◆ Entries shown:
▽
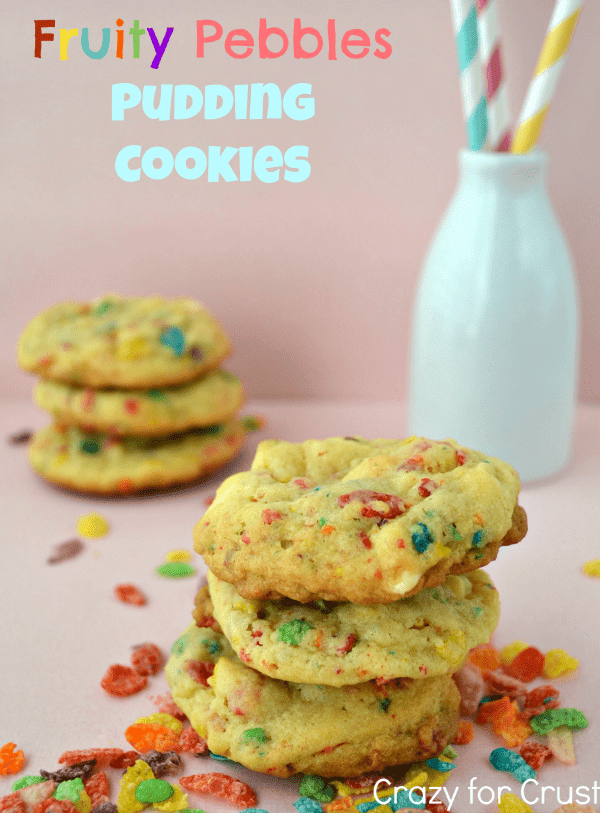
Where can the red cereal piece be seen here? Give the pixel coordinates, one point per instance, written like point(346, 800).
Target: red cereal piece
△
▽
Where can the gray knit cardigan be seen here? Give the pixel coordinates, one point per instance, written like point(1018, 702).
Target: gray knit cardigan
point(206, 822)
△
Rewrite the material as a numbered list, starting at the line containing "Where can the gray" and ending at the line containing "point(206, 822)", with both of those lines included and any blank lines dropped.

1. Where can the gray knit cardigan be seen here? Give the pixel coordinates, one point per instance, written like point(1018, 702).
2. Target: gray knit cardigan
3. point(206, 822)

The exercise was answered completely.